[Start of section]

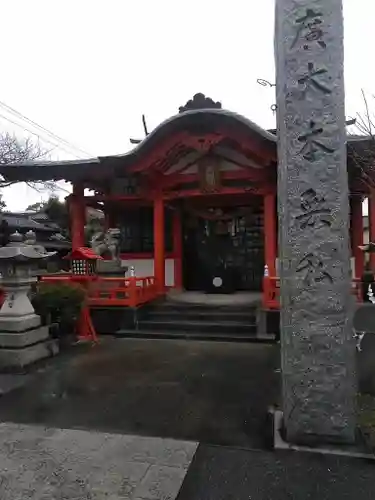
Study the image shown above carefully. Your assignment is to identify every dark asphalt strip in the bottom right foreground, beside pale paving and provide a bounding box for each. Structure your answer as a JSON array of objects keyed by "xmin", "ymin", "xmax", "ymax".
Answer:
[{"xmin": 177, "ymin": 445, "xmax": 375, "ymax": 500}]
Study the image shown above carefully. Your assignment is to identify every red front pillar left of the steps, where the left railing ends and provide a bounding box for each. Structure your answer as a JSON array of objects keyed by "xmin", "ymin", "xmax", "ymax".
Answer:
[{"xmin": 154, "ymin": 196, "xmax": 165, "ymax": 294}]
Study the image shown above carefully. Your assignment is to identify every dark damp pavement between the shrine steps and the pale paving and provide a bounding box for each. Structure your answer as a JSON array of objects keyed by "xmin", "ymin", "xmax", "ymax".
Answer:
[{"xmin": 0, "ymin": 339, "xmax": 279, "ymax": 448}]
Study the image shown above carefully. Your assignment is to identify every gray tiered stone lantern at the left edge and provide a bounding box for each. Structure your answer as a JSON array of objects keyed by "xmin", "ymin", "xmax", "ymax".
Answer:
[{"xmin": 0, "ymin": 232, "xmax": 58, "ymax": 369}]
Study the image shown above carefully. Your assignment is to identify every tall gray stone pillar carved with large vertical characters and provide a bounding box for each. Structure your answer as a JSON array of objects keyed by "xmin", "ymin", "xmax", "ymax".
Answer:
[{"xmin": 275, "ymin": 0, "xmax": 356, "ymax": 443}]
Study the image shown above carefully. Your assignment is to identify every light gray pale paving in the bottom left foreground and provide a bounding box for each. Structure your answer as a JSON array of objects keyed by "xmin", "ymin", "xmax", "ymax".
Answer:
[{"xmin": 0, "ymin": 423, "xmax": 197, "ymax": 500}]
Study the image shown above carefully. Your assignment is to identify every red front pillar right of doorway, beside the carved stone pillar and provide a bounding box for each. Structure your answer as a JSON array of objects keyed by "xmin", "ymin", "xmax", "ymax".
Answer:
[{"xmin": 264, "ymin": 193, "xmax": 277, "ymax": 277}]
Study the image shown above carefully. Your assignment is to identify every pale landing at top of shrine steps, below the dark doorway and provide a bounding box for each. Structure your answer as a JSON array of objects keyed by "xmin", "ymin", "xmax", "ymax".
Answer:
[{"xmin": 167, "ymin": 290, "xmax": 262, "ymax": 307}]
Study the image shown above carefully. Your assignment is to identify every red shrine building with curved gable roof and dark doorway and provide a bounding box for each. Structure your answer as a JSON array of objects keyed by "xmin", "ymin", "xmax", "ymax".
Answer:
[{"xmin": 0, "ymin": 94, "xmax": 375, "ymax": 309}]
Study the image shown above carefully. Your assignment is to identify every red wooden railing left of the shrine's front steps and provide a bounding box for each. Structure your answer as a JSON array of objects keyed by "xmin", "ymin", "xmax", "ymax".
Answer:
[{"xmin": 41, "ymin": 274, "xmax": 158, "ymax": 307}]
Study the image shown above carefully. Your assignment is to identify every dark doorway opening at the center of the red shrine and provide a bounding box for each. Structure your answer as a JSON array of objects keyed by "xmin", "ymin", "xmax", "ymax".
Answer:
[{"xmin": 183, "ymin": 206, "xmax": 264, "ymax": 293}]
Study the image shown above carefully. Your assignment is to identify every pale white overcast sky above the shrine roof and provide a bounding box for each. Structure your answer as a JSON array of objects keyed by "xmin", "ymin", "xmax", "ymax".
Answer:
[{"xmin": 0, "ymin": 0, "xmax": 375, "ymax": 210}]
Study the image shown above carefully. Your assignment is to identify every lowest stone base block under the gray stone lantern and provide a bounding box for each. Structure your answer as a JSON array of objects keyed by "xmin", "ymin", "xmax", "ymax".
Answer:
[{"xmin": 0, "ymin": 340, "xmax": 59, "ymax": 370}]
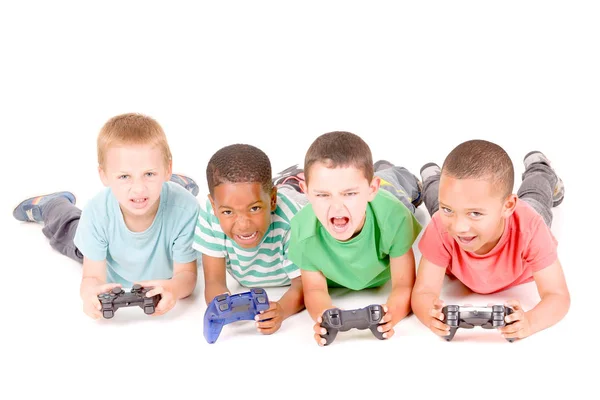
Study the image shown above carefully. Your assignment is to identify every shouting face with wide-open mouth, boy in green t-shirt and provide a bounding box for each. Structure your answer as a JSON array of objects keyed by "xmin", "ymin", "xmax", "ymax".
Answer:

[End of section]

◆ **What the task asks**:
Except for the pictures, set down each line of the records exactly as it appears.

◆ **Response below**:
Study the image shown above carefully. Your assignment is to identify every dark asphalt strip in the bottom right foreground, beside pale paving and provide a bounding box for each. Structure your answer as a JSON array of objects keyed by "xmin", "ymin", "xmax", "ymax".
Answer:
[{"xmin": 177, "ymin": 445, "xmax": 375, "ymax": 500}]
Study the image shown above carefully. Your assignment is to identify every red front pillar left of the steps, where the left railing ends and provide a bounding box for each. Structure your answer as a JSON array of objects keyed by "xmin", "ymin", "xmax", "ymax".
Answer:
[{"xmin": 154, "ymin": 196, "xmax": 165, "ymax": 294}]
Study the image shown above carefully. Your assignment is to identify every dark damp pavement between the shrine steps and the pale paving and provide a bounding box for each. Structure your answer as a JSON array of objects keyed by "xmin", "ymin", "xmax", "ymax".
Answer:
[{"xmin": 0, "ymin": 339, "xmax": 279, "ymax": 448}]
Study the image shown above carefully. Your assignment is to identify every gray tiered stone lantern at the left edge and provide a bounding box for each. Structure your answer as a JSON array of objects keyed by "xmin", "ymin", "xmax", "ymax".
Answer:
[{"xmin": 0, "ymin": 232, "xmax": 58, "ymax": 369}]
Study the image shown above carefully. Your assignment is to identify every tall gray stone pillar carved with large vertical characters and provide a bounding box for each. Structure your answer as a JSON array of objects keyed by "xmin", "ymin", "xmax", "ymax".
Answer:
[{"xmin": 275, "ymin": 0, "xmax": 356, "ymax": 443}]
Study the image shown above carefully. Your assignment is to identify every light gray pale paving in the bottom left foreground and provide a bounding box for each. Structure your answer as a JSON array of objects keyed by "xmin", "ymin", "xmax", "ymax".
Answer:
[{"xmin": 0, "ymin": 423, "xmax": 197, "ymax": 500}]
Study the image shown above carefully. Your assignment is to identify every red front pillar right of doorway, beside the carved stone pillar and provide a bounding box for each. Structure your answer as a JSON array of objects keyed by "xmin", "ymin", "xmax", "ymax".
Answer:
[{"xmin": 264, "ymin": 193, "xmax": 277, "ymax": 277}]
Study the image shown above carefully. Your assignment is to identify every pale landing at top of shrine steps, below the dark doorway and provide a bounding box for each. Structure your answer as a JSON array of objects keyed by "xmin", "ymin", "xmax", "ymax".
Answer:
[{"xmin": 167, "ymin": 290, "xmax": 262, "ymax": 307}]
Study the image shown above carefully. Your assignment is to identify every red shrine building with curved gable roof and dark doorway and provide a bounding box for each. Structure your answer as a JSON array of objects keyed by "xmin", "ymin", "xmax", "ymax".
Answer:
[{"xmin": 0, "ymin": 94, "xmax": 375, "ymax": 309}]
Study the image shown above carefully. Your assignment is to identify every red wooden railing left of the shrine's front steps and provide a bounding box for each. Structure your answer as a JSON array of objects keyed by "xmin", "ymin", "xmax", "ymax".
Answer:
[{"xmin": 41, "ymin": 274, "xmax": 158, "ymax": 307}]
Study the image shown above carefully. Your assignment is to identify every dark doorway opening at the center of the red shrine and provide a bounding box for each. Structure your answer as a JSON array of objects keyed by "xmin", "ymin", "xmax", "ymax".
Answer:
[{"xmin": 183, "ymin": 206, "xmax": 264, "ymax": 293}]
Study the image shown above carefully. Your assignment is to identify every pale white overcast sky above the shrine roof and provide a bounding box for each. Structure your answer as a JSON array of objects keyed by "xmin", "ymin", "xmax", "ymax".
Answer:
[{"xmin": 0, "ymin": 0, "xmax": 375, "ymax": 210}]
Study the image shown above carefully. Your assignment is to identify every lowest stone base block under the gray stone lantern and provide a bounding box for each. Structure your answer as a JSON array of objects keyed by "xmin", "ymin", "xmax", "ymax".
Answer:
[{"xmin": 0, "ymin": 340, "xmax": 59, "ymax": 370}]
Study the image shown above carefully. Your assignment is to identify every shouting face with wide-open mouth, boy in green t-shirt and provide a bounding box for each. Structure your answer as a JSON array of objects keyed by "xmin", "ymin", "xmax", "ymax".
Answer:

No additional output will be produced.